DIRECTIONS FOR THIS TASK:
The records below must be reproduced in full and without error.

[Collected data entries]
┏━━
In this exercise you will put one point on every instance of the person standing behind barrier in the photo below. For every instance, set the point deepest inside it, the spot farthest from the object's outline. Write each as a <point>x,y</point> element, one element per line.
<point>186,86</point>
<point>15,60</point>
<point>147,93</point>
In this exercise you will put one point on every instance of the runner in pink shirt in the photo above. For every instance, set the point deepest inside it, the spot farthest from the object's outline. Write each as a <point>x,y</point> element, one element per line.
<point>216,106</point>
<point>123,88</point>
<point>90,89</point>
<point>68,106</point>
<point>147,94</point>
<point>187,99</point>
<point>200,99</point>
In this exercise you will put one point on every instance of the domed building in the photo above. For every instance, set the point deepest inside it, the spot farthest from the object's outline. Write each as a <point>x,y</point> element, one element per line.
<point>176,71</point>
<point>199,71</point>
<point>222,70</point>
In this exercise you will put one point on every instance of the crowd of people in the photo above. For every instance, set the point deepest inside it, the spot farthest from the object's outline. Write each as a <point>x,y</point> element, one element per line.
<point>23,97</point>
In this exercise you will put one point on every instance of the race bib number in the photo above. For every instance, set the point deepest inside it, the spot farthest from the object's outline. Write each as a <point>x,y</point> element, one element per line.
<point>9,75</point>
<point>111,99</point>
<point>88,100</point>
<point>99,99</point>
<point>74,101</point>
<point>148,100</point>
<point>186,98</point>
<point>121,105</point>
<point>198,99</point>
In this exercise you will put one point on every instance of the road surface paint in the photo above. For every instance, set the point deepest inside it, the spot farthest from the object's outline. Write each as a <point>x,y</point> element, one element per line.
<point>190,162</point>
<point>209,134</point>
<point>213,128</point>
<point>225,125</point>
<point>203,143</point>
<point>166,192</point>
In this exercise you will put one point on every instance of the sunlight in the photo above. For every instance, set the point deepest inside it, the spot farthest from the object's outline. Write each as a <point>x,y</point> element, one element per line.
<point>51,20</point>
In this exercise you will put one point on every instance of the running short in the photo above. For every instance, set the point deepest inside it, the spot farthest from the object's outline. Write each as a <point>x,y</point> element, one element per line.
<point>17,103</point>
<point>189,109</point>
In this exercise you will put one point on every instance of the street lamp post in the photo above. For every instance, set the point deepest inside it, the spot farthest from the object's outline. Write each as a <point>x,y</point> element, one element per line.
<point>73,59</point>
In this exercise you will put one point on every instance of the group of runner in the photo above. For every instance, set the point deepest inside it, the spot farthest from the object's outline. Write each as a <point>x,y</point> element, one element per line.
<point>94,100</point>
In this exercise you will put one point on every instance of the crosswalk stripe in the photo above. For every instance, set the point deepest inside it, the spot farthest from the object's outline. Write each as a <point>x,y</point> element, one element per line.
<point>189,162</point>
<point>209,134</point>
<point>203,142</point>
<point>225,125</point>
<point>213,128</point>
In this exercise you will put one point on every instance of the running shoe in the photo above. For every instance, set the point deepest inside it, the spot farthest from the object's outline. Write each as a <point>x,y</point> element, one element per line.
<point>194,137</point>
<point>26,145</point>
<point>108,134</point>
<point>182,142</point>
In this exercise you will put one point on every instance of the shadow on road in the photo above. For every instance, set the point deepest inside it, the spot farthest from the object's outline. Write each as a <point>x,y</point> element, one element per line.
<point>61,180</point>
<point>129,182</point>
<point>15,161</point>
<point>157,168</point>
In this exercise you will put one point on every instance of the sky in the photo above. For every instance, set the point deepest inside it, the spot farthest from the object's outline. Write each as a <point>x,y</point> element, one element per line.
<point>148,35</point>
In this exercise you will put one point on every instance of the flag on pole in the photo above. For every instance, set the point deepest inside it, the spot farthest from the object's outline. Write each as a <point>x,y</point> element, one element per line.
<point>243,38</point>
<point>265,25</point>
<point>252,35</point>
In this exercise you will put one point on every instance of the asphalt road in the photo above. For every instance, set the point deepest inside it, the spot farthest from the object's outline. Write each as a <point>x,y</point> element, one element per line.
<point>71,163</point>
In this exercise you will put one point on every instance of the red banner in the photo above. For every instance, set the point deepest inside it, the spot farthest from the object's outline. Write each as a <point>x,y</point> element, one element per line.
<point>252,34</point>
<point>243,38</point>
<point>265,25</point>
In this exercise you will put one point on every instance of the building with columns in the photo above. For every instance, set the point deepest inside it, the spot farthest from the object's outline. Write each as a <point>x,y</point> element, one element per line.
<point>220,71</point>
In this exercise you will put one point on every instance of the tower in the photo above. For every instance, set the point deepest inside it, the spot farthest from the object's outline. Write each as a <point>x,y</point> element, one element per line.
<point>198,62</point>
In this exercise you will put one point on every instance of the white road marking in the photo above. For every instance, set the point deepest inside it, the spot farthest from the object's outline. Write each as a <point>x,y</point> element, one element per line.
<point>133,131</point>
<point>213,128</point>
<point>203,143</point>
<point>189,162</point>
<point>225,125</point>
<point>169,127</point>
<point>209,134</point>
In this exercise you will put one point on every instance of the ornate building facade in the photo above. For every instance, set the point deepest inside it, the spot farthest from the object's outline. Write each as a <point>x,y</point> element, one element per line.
┗━━
WRITTEN RESPONSE:
In this exercise you will put one point on every instance of the person standing behind barrier in the photo below. For every instance, set the point deepest inside it, the spot farthest from the object's outline. Write each as a <point>x,y</point> element, one element per line.
<point>186,86</point>
<point>15,60</point>
<point>147,93</point>
In this exercise you will put one point on every instance of the runner in pink shirt in the photo above. For every instance, set the point deepest inside it, the spot farthest from the object's outline. Write each as a <point>x,y</point> element, one element per line.
<point>216,106</point>
<point>123,88</point>
<point>90,89</point>
<point>68,106</point>
<point>147,94</point>
<point>187,99</point>
<point>200,99</point>
In this exercise you will put one point on every instance of the domed building in the photo above. For every instance, set the point deepest inside it, the spot farthest from the object's outline. Write each as a <point>x,y</point> element, one element per line.
<point>176,71</point>
<point>199,71</point>
<point>222,70</point>
In this exercise you will put one point on every instance of the crowd of people in the photo above. For every instance, set the point deepest inside it, the spot farthest from the object's outline. Write each as a <point>x,y</point> element, one element per line.
<point>23,97</point>
In this exercise you will put one point on every instance of the race bib number in the photo above. For every instance, set the point deepest inside it, the spot farthest from the object's outline. Write each as a <point>x,y</point> element, one element per line.
<point>9,75</point>
<point>111,99</point>
<point>88,100</point>
<point>99,99</point>
<point>74,101</point>
<point>148,100</point>
<point>186,98</point>
<point>121,105</point>
<point>198,99</point>
In this exercise you will put one point on every instance of the road surface paint in the photo above. For every instance, set the point deepest inside it, the spot farthest from the object's outline. Write each as a <point>x,y</point> element, one element per line.
<point>190,162</point>
<point>209,134</point>
<point>213,128</point>
<point>225,125</point>
<point>203,143</point>
<point>166,192</point>
In this exercise you will put one point on every instance of the sunlight in the photo above. For every instance, set the point deepest inside it, the spot farthest from the object's outline. Write each as a <point>x,y</point> element, one element per line.
<point>51,20</point>
In this exercise you will put one point on every instance of the running short in the photo above. For every instance, set the point deepest inside it, the spot farthest from the object's outline. Write each as a <point>x,y</point> element, one element per line.
<point>17,103</point>
<point>189,109</point>
In this exercise you will put one point on every instance of the street lamp post in the photo above. For every instance, set the point deepest inside it, the spot farthest from the object's outline. Write each as a <point>x,y</point> element, one element per line.
<point>73,59</point>
In this exercise you will put one point on every instance of the group of runner in the photo above. For every instance, set the point deepest inside it, the spot farthest from the object's outline. Write each as a <point>x,y</point> element, one element per line.
<point>94,100</point>
In this exercise you will put one point on every instance of the crosswalk stripe in the photo above. For every instance, set the point deepest inside it, the spot farthest from the object's outline. Write each as a <point>x,y</point> element, one element per line.
<point>189,162</point>
<point>209,134</point>
<point>203,142</point>
<point>225,125</point>
<point>213,128</point>
In this exercise you will put one point on every instance of the running shoe in the photo above. For every instance, set the point deepest inside it, the spot farthest from the object's outline. Write each as a <point>x,y</point> element, one element per line.
<point>194,137</point>
<point>26,145</point>
<point>108,134</point>
<point>182,142</point>
In this exercise you will put one point on every instance of the shadow on road in the photo above. For every instance, set the point deepest inside it, the spot farthest from the object's outline. Write each as a <point>x,y</point> element, one element per line.
<point>61,180</point>
<point>129,182</point>
<point>15,161</point>
<point>157,168</point>
In this exercise you will put one point on every instance of the sky in the photo above. For every instance, set the point deepest inside it, the spot farthest from the object's outline. Write each as a <point>x,y</point> element, one element per line.
<point>148,35</point>
In this exercise you will put one point on every instance of the flag on pole in the photo above. For every instance, set the point deepest inside it, the spot farthest from the object's outline. Write each as a <point>x,y</point> element, one element per line.
<point>243,38</point>
<point>265,25</point>
<point>252,35</point>
In this exercise you will put one point on every instance of the asphalt road in the photo above. For every instance, set the point deepest inside it, the spot farthest from the object's outline. Write each as a <point>x,y</point> element, one element per line.
<point>71,163</point>
In this exercise you will put one point on every instance of the red banner in the photo above. For every instance, set the point deepest inside it, the spot farthest from the object's outline. Write each as a <point>x,y</point> element, one element per line.
<point>252,34</point>
<point>243,38</point>
<point>265,25</point>
In this exercise you will put one point on every instance of the building with columns in the photo above. For every instance, set the point deepest inside it, the spot farthest from the object's outline. Write each as a <point>x,y</point> element, one element per line.
<point>220,71</point>
In this exercise you will put one point on every instance of the tower in the photo above. For every instance, set the point deepest inside it, the spot farthest from the object's outline. Write each as a <point>x,y</point> element, one element per line.
<point>198,62</point>
In this exercise you will put one point on every instance of the white road marking in the photo above. For every instance, set the point deepest inside it, the spot farthest from the object's outline. Write each as a <point>x,y</point> element, one element per line.
<point>133,131</point>
<point>213,128</point>
<point>203,143</point>
<point>189,162</point>
<point>225,125</point>
<point>169,127</point>
<point>209,134</point>
In this exercise you will put one point on every instance of the ornate building facade in the photo above. For every instance, set the point deepest inside it, the spot farthest from the object's outline. Write each as a <point>x,y</point> element, one element per line.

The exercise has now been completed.